| Task requirements |
The required response is the number of lines in the entries that include the word "roof", with nothing added.

Dataset content: Begin

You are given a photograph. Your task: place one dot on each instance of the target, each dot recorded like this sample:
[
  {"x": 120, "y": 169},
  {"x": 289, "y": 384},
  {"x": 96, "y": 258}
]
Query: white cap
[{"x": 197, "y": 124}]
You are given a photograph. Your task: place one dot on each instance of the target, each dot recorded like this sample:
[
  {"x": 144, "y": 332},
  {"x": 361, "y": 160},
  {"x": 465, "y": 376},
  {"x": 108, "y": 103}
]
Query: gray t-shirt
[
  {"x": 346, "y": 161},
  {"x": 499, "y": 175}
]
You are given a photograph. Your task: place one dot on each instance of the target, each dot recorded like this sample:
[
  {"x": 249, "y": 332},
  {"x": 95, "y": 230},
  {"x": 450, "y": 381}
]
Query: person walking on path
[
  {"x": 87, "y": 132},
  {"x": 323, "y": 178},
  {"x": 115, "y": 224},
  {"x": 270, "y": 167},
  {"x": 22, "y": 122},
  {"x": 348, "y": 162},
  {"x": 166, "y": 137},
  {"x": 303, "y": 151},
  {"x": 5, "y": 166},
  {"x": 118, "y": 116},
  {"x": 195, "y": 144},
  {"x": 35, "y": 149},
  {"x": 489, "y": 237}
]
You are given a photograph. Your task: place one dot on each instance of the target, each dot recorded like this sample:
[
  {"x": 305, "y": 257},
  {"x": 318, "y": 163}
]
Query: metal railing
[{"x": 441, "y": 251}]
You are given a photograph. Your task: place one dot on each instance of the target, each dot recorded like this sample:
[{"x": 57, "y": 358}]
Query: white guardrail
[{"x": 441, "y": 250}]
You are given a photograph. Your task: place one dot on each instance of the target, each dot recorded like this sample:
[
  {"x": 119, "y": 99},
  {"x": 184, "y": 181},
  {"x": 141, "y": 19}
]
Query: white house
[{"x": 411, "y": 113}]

Dataset content: End
Dataset content: Begin

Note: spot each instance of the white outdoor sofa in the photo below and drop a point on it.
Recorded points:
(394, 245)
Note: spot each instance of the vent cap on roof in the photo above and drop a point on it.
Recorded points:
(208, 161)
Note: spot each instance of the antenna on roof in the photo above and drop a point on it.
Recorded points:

Dataset content: End

| Response for this exercise |
2